Task
Return every line from the records below that has the word "query".

- - - - -

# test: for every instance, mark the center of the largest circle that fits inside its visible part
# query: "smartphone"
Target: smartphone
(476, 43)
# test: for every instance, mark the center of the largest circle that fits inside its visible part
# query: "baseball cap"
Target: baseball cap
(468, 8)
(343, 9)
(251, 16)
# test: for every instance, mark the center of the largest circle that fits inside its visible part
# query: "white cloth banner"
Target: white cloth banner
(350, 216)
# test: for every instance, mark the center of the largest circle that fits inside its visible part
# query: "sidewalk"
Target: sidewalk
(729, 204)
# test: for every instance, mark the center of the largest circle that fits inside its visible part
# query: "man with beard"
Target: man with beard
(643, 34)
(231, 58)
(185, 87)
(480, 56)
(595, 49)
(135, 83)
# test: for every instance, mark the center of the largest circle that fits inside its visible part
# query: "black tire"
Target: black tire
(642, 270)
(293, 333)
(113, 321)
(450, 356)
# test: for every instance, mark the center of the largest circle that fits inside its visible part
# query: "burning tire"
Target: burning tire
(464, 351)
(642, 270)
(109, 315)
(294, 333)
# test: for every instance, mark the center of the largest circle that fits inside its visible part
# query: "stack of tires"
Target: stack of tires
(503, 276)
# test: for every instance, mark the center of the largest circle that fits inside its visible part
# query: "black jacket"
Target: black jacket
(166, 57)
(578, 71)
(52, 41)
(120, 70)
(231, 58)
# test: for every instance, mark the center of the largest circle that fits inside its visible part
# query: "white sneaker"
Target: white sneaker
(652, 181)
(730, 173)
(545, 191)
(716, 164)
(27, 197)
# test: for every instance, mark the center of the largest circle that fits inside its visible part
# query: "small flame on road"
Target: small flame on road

- - - - -

Task response
# query: "smartphone"
# query: "baseball cap"
# query: "white cloth banner"
# query: "sidewalk"
# query: "man with beard"
# query: "black tire"
# query: "burning tire"
# query: "stack of tires"
# query: "black jacket"
# query: "white sneaker"
# query: "small flame on road"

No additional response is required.